[Begin PROVIDED DATA]
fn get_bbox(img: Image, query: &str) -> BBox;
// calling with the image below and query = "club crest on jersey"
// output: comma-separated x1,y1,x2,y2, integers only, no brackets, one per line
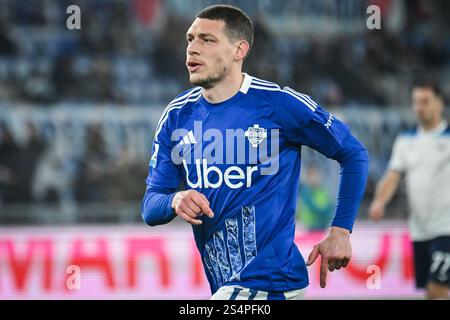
245,124,267,148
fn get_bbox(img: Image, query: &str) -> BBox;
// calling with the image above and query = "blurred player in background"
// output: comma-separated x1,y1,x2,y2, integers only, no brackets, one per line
370,83,450,299
142,5,368,300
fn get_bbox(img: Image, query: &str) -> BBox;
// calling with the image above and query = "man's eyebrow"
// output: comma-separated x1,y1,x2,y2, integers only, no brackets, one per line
186,32,217,39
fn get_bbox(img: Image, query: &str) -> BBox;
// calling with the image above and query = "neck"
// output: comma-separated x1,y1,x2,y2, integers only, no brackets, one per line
421,119,442,131
203,71,244,103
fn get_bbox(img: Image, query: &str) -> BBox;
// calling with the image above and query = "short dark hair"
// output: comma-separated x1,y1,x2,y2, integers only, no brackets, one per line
413,80,442,98
196,4,254,48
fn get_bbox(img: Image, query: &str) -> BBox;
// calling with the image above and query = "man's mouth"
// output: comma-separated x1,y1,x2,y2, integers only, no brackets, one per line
186,61,203,72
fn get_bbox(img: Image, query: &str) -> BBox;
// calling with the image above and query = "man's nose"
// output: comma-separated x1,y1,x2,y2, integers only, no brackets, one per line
187,40,199,55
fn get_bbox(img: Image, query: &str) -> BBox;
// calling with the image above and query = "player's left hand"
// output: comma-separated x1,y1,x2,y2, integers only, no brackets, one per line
306,227,352,288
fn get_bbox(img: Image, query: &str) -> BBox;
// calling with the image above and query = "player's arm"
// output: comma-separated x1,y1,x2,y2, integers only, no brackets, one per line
277,89,369,288
369,170,401,220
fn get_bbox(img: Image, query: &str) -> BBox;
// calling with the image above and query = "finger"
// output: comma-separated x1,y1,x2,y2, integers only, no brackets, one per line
342,258,350,268
192,197,214,218
187,201,202,216
306,246,319,266
199,192,210,207
180,204,197,219
328,258,336,272
320,256,328,288
179,212,203,225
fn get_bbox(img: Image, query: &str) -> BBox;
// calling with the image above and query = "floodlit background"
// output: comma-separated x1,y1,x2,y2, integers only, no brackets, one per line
0,0,450,299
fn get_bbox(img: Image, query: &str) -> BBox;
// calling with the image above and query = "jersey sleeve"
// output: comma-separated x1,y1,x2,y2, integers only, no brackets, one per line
277,87,349,157
279,88,369,231
388,136,406,173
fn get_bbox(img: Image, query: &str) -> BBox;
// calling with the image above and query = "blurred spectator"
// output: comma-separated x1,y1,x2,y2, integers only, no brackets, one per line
297,166,334,231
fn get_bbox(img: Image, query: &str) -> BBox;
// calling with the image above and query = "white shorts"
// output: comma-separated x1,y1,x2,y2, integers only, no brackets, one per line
210,286,306,300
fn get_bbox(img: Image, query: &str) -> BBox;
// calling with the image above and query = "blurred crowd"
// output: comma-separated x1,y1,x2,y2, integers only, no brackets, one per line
0,0,450,106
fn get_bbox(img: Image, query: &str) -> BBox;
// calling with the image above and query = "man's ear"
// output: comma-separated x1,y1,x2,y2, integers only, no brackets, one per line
234,40,250,61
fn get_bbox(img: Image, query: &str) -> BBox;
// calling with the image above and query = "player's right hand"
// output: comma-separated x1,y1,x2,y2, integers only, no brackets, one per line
172,190,214,225
369,202,385,220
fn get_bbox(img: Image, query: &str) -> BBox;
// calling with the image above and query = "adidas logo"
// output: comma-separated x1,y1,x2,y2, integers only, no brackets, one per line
180,130,197,144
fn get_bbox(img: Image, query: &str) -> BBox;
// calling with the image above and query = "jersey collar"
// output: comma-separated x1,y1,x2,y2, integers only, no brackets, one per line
418,120,447,136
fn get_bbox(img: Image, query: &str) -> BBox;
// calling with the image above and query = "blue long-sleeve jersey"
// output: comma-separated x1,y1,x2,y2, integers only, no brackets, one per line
142,74,368,293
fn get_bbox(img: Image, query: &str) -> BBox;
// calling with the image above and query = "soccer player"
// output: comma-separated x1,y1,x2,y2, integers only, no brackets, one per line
142,5,368,300
370,83,450,299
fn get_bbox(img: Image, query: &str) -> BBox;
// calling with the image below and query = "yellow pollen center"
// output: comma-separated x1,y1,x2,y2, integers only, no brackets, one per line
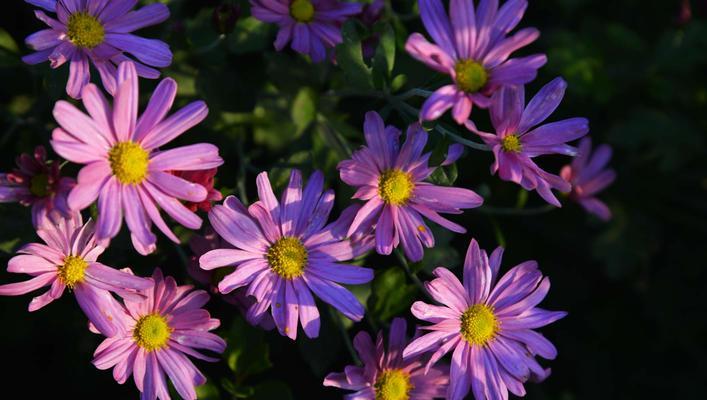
108,142,150,185
66,12,106,49
57,256,88,289
133,314,172,351
266,236,307,279
461,304,498,346
378,169,415,206
454,60,489,93
373,369,413,400
290,0,314,23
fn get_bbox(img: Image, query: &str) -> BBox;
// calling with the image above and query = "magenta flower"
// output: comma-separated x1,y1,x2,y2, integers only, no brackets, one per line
337,111,483,261
93,268,226,400
51,62,223,254
403,239,567,400
0,146,76,228
200,170,373,339
250,0,362,62
0,213,153,336
405,0,547,124
466,78,589,207
560,138,616,221
22,0,172,99
324,318,449,400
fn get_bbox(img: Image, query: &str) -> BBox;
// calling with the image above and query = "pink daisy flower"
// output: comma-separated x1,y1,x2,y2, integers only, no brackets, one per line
466,78,589,207
250,0,362,62
403,239,567,400
51,62,223,254
200,170,373,340
0,146,76,228
92,268,226,400
405,0,547,124
0,213,153,336
324,318,449,400
22,0,172,99
337,111,483,261
560,138,616,221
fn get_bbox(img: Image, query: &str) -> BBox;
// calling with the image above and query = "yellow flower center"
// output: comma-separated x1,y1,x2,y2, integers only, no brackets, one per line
378,169,415,206
461,304,498,346
373,369,413,400
108,142,150,185
57,256,88,289
454,60,489,93
501,135,523,153
266,236,307,279
66,12,106,49
133,314,172,351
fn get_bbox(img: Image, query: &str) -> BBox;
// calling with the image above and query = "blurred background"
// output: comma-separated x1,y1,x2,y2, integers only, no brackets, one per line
0,0,707,400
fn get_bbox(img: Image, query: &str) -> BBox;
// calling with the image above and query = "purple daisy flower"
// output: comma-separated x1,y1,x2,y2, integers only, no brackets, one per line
200,170,373,339
324,318,449,400
405,0,547,124
0,213,153,336
51,61,223,254
560,138,616,221
250,0,362,62
22,0,172,99
465,78,589,207
92,268,226,400
337,111,483,261
403,239,567,400
0,146,76,228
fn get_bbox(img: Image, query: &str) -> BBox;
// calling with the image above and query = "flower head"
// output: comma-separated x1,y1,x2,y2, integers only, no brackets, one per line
250,0,362,62
338,112,483,261
0,146,76,227
324,318,449,400
403,239,567,400
22,0,172,99
466,78,589,207
51,62,223,254
93,268,226,400
0,213,153,336
560,138,616,221
200,170,373,339
405,0,547,124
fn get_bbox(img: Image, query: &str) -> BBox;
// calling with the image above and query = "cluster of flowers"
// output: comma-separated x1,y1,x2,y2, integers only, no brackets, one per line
0,0,614,400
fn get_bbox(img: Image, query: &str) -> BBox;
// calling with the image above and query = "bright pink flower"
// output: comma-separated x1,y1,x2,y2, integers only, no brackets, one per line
51,62,223,254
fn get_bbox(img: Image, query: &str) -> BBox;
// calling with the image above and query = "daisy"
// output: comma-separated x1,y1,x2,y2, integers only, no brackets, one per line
324,318,449,400
0,146,76,228
337,111,483,261
92,268,226,400
0,213,153,336
250,0,362,62
200,170,373,340
51,61,223,255
22,0,172,99
465,78,589,207
405,0,547,124
403,239,567,400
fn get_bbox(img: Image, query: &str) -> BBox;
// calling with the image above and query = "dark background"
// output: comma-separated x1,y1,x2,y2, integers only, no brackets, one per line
0,0,707,400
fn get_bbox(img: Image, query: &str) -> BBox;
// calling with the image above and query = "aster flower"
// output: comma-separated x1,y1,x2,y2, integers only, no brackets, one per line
0,146,76,227
403,239,567,400
324,318,449,400
200,170,373,339
250,0,362,62
560,138,616,221
465,78,589,207
337,111,483,261
51,61,223,254
405,0,547,124
93,268,226,400
0,213,153,336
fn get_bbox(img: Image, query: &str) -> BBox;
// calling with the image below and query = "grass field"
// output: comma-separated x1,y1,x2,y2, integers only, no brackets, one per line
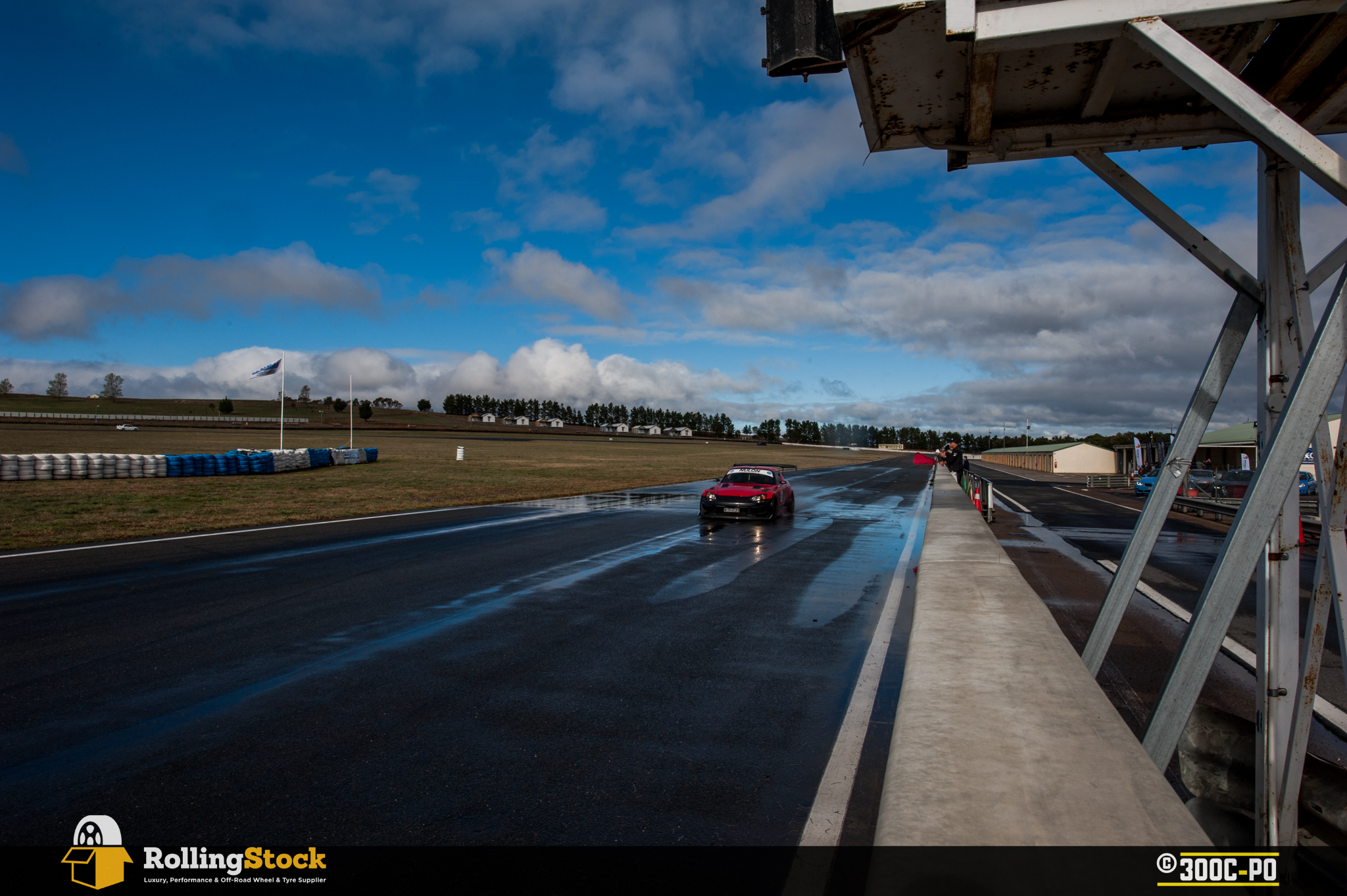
0,425,879,550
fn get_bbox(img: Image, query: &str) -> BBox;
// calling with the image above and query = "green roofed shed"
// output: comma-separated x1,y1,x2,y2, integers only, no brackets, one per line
982,441,1117,473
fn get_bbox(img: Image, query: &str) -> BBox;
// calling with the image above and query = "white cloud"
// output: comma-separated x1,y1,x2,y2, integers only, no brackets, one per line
0,339,776,410
308,171,352,187
346,168,420,234
104,0,762,128
487,125,608,233
450,208,520,243
0,133,28,175
0,242,383,342
618,95,944,243
482,242,627,320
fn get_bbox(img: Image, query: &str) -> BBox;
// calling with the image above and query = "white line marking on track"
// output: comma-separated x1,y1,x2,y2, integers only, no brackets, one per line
1095,559,1347,732
1054,486,1141,514
800,468,931,846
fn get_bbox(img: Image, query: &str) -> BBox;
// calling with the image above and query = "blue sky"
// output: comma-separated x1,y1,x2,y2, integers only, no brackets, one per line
0,0,1344,432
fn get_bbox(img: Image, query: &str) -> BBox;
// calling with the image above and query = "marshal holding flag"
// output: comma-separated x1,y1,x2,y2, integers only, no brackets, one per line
248,352,285,450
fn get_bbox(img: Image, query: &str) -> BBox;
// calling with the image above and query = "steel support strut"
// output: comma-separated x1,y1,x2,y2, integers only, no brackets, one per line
1126,18,1347,203
1254,149,1304,846
1142,259,1347,768
1277,390,1347,846
1076,149,1261,675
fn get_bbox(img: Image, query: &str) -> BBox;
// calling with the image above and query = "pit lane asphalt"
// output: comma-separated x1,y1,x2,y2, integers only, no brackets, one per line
0,458,929,849
973,461,1347,768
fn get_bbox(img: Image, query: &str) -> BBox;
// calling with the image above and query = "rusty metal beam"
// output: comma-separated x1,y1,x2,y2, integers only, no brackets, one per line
1220,19,1277,74
1306,239,1347,292
1075,149,1262,293
1080,37,1135,118
963,53,1000,144
1265,16,1347,105
1296,70,1347,131
1131,16,1347,204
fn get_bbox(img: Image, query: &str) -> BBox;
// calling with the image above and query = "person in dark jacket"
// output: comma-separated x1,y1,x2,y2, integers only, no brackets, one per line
943,438,963,478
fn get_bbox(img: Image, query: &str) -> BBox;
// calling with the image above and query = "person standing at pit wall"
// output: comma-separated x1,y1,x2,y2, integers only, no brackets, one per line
937,438,963,484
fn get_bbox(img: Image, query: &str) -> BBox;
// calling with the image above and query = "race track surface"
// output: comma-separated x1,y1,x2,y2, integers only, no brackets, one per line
0,458,929,845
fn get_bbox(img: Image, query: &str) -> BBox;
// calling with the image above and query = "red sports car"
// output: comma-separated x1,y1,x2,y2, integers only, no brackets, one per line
702,464,795,519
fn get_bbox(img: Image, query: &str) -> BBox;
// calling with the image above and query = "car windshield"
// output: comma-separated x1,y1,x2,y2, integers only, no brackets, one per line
721,469,776,486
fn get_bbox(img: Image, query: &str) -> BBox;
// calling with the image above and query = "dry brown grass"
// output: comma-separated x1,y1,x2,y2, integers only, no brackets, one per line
0,425,877,550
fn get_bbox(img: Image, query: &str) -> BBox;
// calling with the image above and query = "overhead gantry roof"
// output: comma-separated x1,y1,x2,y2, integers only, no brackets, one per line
834,0,1347,168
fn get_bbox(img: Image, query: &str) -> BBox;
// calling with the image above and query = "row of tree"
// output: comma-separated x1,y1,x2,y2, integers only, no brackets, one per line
443,394,734,436
35,373,125,401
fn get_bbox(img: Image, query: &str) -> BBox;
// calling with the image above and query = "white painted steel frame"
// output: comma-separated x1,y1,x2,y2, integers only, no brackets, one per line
833,0,1342,53
834,0,1347,845
1076,149,1262,675
1126,19,1347,203
1142,262,1347,768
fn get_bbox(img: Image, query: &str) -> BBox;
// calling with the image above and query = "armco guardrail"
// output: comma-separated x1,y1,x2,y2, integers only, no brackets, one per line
870,475,1210,839
0,410,308,423
1086,476,1131,488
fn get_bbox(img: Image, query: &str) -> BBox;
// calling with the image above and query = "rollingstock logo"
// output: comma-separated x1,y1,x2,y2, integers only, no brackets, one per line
61,815,328,889
61,815,135,889
141,846,328,877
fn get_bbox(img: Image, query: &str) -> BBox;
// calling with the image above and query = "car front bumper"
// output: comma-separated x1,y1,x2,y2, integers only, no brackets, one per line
702,500,772,519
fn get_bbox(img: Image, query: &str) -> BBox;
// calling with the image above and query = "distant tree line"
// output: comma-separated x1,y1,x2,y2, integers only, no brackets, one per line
443,394,734,436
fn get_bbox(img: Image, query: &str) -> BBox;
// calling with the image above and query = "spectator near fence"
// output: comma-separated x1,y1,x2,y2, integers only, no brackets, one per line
939,438,963,483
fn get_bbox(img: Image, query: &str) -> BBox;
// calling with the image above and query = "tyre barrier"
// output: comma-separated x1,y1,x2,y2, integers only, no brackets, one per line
[End PROVIDED DATA]
* [WHAT TO PRODUCE]
Pull out every line of the items above that contains the string "grass", and copy each line in full. Count a line only if the case matches.

* [WRITTEN SOLUTION]
// calling with the image below and query = "grass field"
// calling with the image above and query = "dry brown grass"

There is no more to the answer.